#### ЧТО НУЖНО СДЕЛАТЬ
Ответьте на вопросы по отрывку о вечере Бабеля, приведенному ниже:
(a) Кто в своей статье защищал «Конармию» от нападок Буденного?
(b) Где сидела группа, когда Бабель появился за сценой Дома журналистов?
(c) Какой рассказ Бабель читал на вечере?

#### ОТРЫВОК
■ ■ ■

Никто не засмеялся — как видно, это интересовало всех. Дело в том, что незадолго перед этим появилась статья М. Горького, в которой великий писатель защищал «Конармию» Бабеля от нападок великого кавалериста. Вся Одесса говорила о смешном эпизоде, якобы происшедшем на каком-то большом приеме, где Буденный, встретив автора «Конармии», будто бы вознамерился смыть писательской кровью клевету на своих бойцов. Как видно, Бабелю уже надоели расспросы об этой, скорее всего, выдуманной истории, но он не рассердился и уклончиво ответил:

— Я думаю, что казнить меня он в данном случае не имел намерения. — И, уже выйдя из-за стола, добавил: — Если хотите проверить, не поступил ли он опрометчиво, приходите на завтрашний вечер: я буду читать. Ложи бенуар вы, конечно, не заказали?

Да, билетов у нас не было, — таких дорогих покупок не позволял наш бюджет. Да и достать билеты нельзя было — все распродали уже давно. Исаак Эммануилович вырвал лист из большого блокнота Гадзинского, написал записку и подал ее ныне покойному Панько Педе.

На вечер Бабеля наша группа шла чуть ли не строем. Когда Исаак Эммануилович появился за сценой Дома журналистов, все мы уже сидели на длинной деревянной лавке, так как даже по записке Бабеля в зале для нас мест не нашли. Улыбчивый, коренастый, как бы плотно всаженный в черный костюм, он поздоровался с каждым из нас, как со старым знакомым. Пока публика заполняла довольно большой зал, занимая места согласно купленным билетам, Бабель, окруженный плотной стеной одесских журналистов и писателей, рассказывал о сегодняшней встрече со старым своим знакомым, которого не видел давно — ребе Менахэмом с Молдаванки. Старик был мудрецом, но свои сентенции и парадоксы высказывал на языке, который подчас поражал даже обитателей его живописного прихода. Бабель цитировал витиеватые периоды, в которых имена, лица и названия предметов женского и мужского рода вели себя не менее произвольно, чем знаки препинания в сочинениях начинающего школяра. Мы покатывались со смеху, опасаясь даже, что наш гогот слышен и в зале.

Наконец звякнул колокольчик, возвещая начало вечера. Уходя на трибуну, с которой предстояло читать, Бабель многозначительно ткнул себя пальцем в грудь:

— И он стал на ту пьедесталь, на которое стоял сам! — торжественно произнес он одно из изречений ребе Менахэма. И ушел на сцену, чтобы стать на эту самую «пьедесталь»…

Я слушал прекрасное чтение прекрасного рассказа «Соль» и думал об Одессе, которая в течение второго десятилетия XX века вывела в своем гнезде целую плеяду блестящих литературных талантов: Багрицкий, Олеша, Инбер, Катаев, Ильф и Петров. Чуть позже — Микитенко и Кирсанов. Веселый южный город показал миру свой роскошный выводок. Это был щедрый взнос в культурную сокровищницу, внесенный, к тому же, с истинным южным размахом. Бабель был, пожалуй, самым крупным из этой блестящей плеяды.

■ ■ ■

#### ИСХОДНЫЕ МАТЕРИАЛЫ
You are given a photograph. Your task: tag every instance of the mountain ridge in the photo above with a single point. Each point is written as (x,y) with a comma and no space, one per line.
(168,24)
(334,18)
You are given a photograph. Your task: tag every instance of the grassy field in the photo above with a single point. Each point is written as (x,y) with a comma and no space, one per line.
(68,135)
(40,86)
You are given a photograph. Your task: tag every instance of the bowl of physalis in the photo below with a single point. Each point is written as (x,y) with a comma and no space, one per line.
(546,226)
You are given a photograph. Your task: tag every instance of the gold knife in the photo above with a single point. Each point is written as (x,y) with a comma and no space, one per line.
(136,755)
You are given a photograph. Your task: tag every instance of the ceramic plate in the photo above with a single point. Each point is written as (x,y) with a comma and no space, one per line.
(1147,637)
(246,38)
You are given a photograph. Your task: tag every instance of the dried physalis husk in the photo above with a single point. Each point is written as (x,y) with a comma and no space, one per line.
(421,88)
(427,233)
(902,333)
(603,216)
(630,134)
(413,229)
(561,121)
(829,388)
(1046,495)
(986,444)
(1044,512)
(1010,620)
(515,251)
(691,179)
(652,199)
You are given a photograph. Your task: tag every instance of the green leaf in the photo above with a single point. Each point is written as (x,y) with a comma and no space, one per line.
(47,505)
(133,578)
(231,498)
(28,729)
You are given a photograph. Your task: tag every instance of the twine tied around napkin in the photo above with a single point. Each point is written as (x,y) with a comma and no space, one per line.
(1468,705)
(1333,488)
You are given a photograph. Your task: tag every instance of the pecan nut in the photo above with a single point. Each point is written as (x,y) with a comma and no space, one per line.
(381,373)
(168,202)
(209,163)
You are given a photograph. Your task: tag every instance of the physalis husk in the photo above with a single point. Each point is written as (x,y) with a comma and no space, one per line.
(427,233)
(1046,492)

■ ■ ■

#### ОТВЕТ К ЗАДАНИЮ
(a) М. Горький.
(b) На длинной деревянной лавке за сценой.
(c) «Соль».